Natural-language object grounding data
━━━━━━━━━━

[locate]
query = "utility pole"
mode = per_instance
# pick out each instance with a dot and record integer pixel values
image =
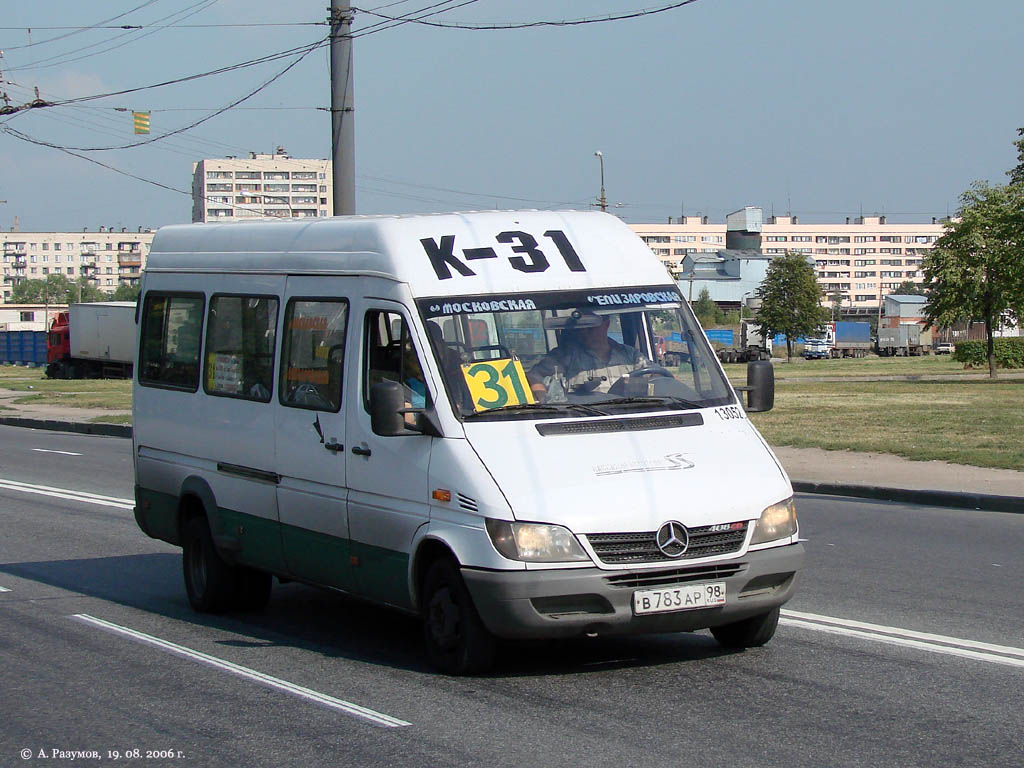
(342, 110)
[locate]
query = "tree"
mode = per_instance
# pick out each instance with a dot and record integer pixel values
(791, 300)
(909, 288)
(56, 289)
(1017, 174)
(975, 271)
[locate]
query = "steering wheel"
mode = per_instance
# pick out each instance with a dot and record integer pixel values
(620, 386)
(652, 371)
(307, 394)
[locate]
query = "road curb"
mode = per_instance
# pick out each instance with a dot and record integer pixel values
(958, 500)
(109, 430)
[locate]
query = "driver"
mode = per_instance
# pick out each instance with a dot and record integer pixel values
(586, 359)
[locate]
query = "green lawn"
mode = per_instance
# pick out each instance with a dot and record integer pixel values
(114, 394)
(976, 422)
(799, 368)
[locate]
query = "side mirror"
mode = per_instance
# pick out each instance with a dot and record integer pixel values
(760, 386)
(388, 409)
(386, 400)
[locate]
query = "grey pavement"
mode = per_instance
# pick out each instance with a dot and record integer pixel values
(811, 470)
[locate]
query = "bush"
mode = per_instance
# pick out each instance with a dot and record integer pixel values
(1009, 353)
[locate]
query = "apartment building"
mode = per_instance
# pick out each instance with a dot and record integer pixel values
(261, 186)
(109, 257)
(859, 261)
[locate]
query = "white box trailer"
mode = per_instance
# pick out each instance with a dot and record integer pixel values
(103, 331)
(92, 341)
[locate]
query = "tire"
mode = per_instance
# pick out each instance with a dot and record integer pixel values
(750, 633)
(252, 589)
(210, 583)
(458, 643)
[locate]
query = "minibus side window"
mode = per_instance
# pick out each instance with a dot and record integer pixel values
(172, 332)
(240, 341)
(313, 354)
(391, 356)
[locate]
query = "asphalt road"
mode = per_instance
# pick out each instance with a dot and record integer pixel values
(101, 653)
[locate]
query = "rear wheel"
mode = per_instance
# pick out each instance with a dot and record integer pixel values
(750, 633)
(457, 640)
(210, 583)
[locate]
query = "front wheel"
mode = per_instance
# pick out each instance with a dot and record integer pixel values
(749, 633)
(457, 640)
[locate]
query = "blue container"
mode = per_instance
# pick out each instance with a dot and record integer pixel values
(23, 347)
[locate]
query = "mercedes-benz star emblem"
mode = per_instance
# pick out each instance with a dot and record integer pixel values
(673, 539)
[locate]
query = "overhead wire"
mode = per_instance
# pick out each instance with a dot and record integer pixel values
(77, 30)
(49, 61)
(527, 25)
(5, 127)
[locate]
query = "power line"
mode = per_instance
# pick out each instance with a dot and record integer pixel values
(526, 25)
(156, 26)
(76, 32)
(390, 23)
(42, 64)
(25, 137)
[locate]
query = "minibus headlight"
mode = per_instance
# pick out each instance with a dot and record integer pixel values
(534, 542)
(778, 521)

━━━━━━━━━━

- _Task statement_
If a line of the entries above holds "minibus", count it, then report the total alone.

- _Your solution_
2